(Saved data entries)
:::::
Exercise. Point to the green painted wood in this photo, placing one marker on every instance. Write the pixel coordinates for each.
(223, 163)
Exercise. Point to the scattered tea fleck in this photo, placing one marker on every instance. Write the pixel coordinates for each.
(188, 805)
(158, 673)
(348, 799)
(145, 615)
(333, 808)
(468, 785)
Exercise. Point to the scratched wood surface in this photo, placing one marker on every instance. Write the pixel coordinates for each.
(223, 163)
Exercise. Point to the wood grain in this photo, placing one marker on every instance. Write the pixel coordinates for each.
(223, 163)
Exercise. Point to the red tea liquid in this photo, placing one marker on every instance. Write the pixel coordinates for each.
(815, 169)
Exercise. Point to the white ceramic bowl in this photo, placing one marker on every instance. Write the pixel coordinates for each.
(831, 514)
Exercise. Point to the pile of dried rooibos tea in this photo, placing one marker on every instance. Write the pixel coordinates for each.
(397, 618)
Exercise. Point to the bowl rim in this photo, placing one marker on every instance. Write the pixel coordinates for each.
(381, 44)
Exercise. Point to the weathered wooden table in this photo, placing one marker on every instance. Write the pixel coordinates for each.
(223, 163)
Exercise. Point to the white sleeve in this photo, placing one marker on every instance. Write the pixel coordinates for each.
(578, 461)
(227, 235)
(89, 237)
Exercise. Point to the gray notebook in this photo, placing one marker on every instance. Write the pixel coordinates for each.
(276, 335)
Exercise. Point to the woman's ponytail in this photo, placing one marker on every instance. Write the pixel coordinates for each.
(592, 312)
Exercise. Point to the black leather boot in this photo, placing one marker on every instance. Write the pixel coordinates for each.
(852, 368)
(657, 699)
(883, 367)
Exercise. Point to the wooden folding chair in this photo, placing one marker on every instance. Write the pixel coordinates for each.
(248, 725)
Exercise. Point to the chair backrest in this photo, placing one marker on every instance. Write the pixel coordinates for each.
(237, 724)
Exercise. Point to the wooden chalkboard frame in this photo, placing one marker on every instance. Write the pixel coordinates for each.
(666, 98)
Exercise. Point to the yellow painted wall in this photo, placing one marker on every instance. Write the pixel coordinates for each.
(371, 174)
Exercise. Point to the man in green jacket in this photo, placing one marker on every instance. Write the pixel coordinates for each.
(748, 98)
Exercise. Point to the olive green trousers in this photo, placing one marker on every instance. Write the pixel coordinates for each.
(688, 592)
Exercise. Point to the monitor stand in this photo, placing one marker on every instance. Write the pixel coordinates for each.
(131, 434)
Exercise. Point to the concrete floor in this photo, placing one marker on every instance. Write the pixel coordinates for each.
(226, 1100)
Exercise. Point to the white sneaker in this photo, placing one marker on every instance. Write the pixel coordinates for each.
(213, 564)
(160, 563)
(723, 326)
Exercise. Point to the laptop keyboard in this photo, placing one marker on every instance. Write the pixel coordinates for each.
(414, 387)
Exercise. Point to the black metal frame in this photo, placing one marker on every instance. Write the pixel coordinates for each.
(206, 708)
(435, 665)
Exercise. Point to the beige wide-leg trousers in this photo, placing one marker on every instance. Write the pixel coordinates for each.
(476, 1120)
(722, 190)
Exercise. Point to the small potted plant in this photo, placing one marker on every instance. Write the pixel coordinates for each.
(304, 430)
:::::
Transcribe every line of the material above without changing anything.

→ **Result for this task**:
Exercise. Point to the green painted wood in this photo, placing one marker on every instance. Write the pixel coordinates for each.
(223, 163)
Exercise. Point to the scattered tea fleck in this photo, placing one marker on every instance. Write the pixel coordinates for each.
(188, 805)
(158, 673)
(348, 799)
(145, 615)
(333, 808)
(468, 785)
Exercise. Point to the scratched wood surface in this photo, placing one marker on every instance. Write the pixel coordinates for each.
(223, 163)
Exercise. Point to the wood grain in this photo, placing one marker on every instance. Write the pixel coordinates for each.
(223, 163)
Exercise. Point to the red tea liquid in this photo, placing one marker on every instance. Write the pixel coordinates for each.
(815, 169)
Exercise. Point to the white ceramic bowl in this photo, placing one marker on every instance. Write the pixel coordinates for each.
(831, 514)
Exercise. Point to the pile of dried rooibos tea in this photo, placing one marker on every instance. Write the pixel coordinates for each.
(397, 618)
Exercise. Point to the bowl rim in this photo, placing one marker on every instance. Write the pixel coordinates for each.
(381, 44)
Exercise. Point to the weathered wooden table in this photo, placing one marker on every instance. Write the pixel coordinates for each.
(223, 163)
Exercise. Point to the white sleeve in this photo, placing one marker on every instance. Write the pixel coordinates for each.
(578, 461)
(227, 235)
(89, 237)
Exercise. Point to the gray notebook in this photo, placing one marker on every instance. Write the pixel coordinates for each.
(276, 335)
Exercise. Point to the woman's ponytail in this photo, placing one marker on every instance. Write the pixel coordinates for each.
(592, 312)
Exercise. Point to the black leather boot in this photo, placing one marker on every instance. Write the pixel coordinates for each.
(852, 368)
(657, 699)
(883, 367)
Exercise. Point to the wooden folding chair in this photo, placing one marker on every instance. Write the pixel coordinates for each.
(248, 725)
Exercise. Point to the chair backrest in this photo, placing one marker on every instance. Write the pixel coordinates for each.
(237, 724)
Exercise. Point to the wooden chalkboard frame in this photo, placing one marker on every instance. Write the pixel coordinates for each.
(666, 98)
Exercise. Point to the yellow painted wall in this photo, placing one marker on every instance. Write the pixel coordinates for each.
(371, 174)
Exercise. Point to the man in green jacket in this photo, placing one marker on every instance. Write the pixel coordinates for each.
(748, 98)
Exercise. Point to the olive green trousers in this photo, placing one marker on every instance. Write the pixel coordinates for each.
(688, 592)
Exercise. Point to the monitor stand in this photo, placing one marker on every instance. Write the pixel coordinates for each.
(131, 434)
Exercise. Point to the concrete floor in this photo, placing one marker on every instance. Write the pixel coordinates for each.
(226, 1100)
Exercise. Point to the white sneaker in this photo, placing one marker on every instance. Write the pixel coordinates for each.
(213, 564)
(160, 563)
(723, 326)
Exercise. Point to the laptop keyboard in this photo, placing one marker on every instance. Write the pixel coordinates for each.
(414, 387)
Exercise. Point to the black metal frame in this photo, placing one marker on every instance. Write the pixel coordinates for each.
(206, 708)
(435, 665)
Exercise. Point to the beige wide-leg trousers in this photo, placing one marker on every instance. Write the pixel coordinates for each.
(476, 1120)
(722, 190)
Exercise. Point to the small potted plant in this photo, placing one marker on every instance. Write the pixel coordinates for each.
(304, 430)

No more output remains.